▸ **Document extract**:
• • • •
Don't assume its because of wifi. It might be a factor but just going to somewhere to get wifi isn't necessarily going to get you the update. I park in a garage with no wifi or LTE and thought I'd get the update when I got to work like I have for previous updates. It didn't come. If you look at Teslafi it appears that the updates have slowed way down and only a little over half the teslafi users have V9 and about 75% of the Model 3 Teslafi users. My guess is they sent it out to a big bunch on Saturday and are waiting to see if there are any new major issues before they roll it out to more.


----------



## JWardell

SingleTrackMinded said:


> Add me to the list. Was there Saturday morning, and by ~3pm it was gone.


Judging by the numbers on TeslaFi it certainly looks like they halted 39.7 so I am curious if yours actually disappeared, or did yo just not notice the yellow update icon?

Teslafi shows an insane 579 installs on Saturday, dropping to just 29 on Sunday and 8 today so maybe they did halt it.


----------



## babula

Still no update here, looking at TelsaFi there was a big drop off after 10/13, any ideas?


----------



## babula

M3OC Rules said:


> Don't assume its because of wifi. It might be a factor but just going to somewhere to get wifi isn't necessarily going to get you the update. I park in a garage with no wifi or LTE and thought I'd get the update when I got to work like I have for previous updates. It didn't come. If you look at Teslafi it appears that the updates have slowed way down and only a little over half the teslafi users have V9 and about 75% of the Model 3 Teslafi users. My guess is they sent it out to a big bunch on Saturday and are waiting to see if there are any new major issues before they roll it out to more.
• • • •
▸ **What the task requires**:
Transcribe the passage of the forum thread on the software update rollout from "Teslafi shows an" up to and including "10/13, any ideas?".
• • • •
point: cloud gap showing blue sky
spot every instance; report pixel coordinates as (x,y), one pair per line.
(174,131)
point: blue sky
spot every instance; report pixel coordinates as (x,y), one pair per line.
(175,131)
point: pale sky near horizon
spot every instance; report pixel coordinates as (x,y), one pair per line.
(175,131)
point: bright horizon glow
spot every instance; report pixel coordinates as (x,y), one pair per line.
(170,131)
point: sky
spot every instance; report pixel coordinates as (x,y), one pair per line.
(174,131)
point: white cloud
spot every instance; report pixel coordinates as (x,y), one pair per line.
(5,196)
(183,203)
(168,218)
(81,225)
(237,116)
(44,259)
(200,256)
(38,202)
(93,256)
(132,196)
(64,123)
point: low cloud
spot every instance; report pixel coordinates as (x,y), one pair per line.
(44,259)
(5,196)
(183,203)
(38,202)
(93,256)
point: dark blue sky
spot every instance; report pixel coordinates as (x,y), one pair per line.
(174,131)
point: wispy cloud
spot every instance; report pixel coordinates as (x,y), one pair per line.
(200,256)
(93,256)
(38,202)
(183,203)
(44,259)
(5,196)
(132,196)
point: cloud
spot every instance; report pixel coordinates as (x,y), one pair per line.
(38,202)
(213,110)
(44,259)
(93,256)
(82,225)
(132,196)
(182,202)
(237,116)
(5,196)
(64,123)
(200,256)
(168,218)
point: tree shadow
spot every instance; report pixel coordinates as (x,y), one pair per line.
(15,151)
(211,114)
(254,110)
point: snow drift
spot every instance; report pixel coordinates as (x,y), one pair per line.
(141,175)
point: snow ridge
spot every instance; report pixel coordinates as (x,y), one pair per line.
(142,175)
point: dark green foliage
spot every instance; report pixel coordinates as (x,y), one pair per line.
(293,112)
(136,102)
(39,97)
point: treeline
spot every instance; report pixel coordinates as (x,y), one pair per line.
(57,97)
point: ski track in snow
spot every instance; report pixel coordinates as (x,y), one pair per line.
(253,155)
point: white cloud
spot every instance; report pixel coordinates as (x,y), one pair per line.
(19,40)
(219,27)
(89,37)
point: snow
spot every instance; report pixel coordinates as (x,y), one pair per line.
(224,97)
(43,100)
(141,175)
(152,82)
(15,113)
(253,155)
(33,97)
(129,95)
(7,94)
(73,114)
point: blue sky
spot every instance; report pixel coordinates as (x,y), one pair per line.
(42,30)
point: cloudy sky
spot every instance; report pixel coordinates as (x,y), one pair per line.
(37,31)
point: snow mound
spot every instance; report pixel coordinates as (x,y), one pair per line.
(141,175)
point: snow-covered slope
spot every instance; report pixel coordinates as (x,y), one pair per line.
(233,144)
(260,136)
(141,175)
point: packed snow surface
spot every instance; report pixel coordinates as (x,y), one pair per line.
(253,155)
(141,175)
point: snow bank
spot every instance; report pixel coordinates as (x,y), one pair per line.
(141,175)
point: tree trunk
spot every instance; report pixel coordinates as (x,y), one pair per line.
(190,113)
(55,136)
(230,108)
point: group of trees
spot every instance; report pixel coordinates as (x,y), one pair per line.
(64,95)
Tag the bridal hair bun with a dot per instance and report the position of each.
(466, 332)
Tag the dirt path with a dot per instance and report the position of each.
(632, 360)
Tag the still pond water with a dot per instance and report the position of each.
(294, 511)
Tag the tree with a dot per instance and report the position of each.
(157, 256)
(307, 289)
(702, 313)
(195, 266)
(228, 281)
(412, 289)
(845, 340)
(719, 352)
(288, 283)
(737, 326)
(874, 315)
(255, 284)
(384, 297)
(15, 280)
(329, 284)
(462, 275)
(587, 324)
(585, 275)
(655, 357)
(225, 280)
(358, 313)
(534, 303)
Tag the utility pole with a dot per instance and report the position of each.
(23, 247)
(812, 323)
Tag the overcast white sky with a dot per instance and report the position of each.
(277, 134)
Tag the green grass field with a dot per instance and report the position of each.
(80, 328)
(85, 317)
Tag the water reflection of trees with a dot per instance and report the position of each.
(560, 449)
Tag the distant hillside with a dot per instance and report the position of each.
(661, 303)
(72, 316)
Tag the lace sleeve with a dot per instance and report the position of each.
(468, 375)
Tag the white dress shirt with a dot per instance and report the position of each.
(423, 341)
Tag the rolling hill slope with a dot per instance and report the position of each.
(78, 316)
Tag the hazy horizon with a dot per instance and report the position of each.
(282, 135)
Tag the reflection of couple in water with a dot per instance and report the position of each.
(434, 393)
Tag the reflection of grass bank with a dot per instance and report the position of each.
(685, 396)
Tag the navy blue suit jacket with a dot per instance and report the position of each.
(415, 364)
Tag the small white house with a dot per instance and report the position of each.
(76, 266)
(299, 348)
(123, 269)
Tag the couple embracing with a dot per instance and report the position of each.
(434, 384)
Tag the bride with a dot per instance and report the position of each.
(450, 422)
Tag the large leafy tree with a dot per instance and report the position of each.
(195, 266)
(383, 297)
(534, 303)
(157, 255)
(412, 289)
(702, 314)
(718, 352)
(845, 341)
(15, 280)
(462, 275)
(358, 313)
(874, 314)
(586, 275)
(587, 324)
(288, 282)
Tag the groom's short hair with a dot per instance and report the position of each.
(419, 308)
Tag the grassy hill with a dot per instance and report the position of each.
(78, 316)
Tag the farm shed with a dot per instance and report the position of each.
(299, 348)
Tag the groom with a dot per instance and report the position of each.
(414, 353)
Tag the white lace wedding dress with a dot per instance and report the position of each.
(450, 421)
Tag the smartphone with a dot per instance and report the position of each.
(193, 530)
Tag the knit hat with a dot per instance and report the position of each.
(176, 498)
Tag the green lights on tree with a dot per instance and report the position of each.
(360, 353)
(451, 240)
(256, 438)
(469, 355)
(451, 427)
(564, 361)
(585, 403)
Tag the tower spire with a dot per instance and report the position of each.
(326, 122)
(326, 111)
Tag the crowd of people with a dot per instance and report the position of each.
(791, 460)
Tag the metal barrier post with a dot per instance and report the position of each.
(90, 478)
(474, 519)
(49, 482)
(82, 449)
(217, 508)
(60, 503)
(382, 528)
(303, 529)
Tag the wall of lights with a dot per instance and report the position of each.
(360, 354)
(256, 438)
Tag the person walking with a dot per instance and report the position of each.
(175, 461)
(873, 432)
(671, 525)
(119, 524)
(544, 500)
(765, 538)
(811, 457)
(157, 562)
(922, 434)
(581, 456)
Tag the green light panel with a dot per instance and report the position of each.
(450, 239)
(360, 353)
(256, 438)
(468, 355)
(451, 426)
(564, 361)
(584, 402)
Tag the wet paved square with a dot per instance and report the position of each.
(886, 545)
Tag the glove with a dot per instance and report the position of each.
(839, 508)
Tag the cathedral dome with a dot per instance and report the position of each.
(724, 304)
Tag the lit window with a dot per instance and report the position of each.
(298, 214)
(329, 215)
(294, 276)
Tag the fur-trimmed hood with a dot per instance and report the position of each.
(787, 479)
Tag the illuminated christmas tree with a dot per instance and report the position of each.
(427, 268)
• • • •
▸ **Response**:
Teslafi shows an insane 579 installs on Saturday, dropping to just 29 on Sunday and 8 today so maybe they did halt it.


----------



## babula

Still no update here, looking at TelsaFi there was a big drop off after 10/13, any ideas?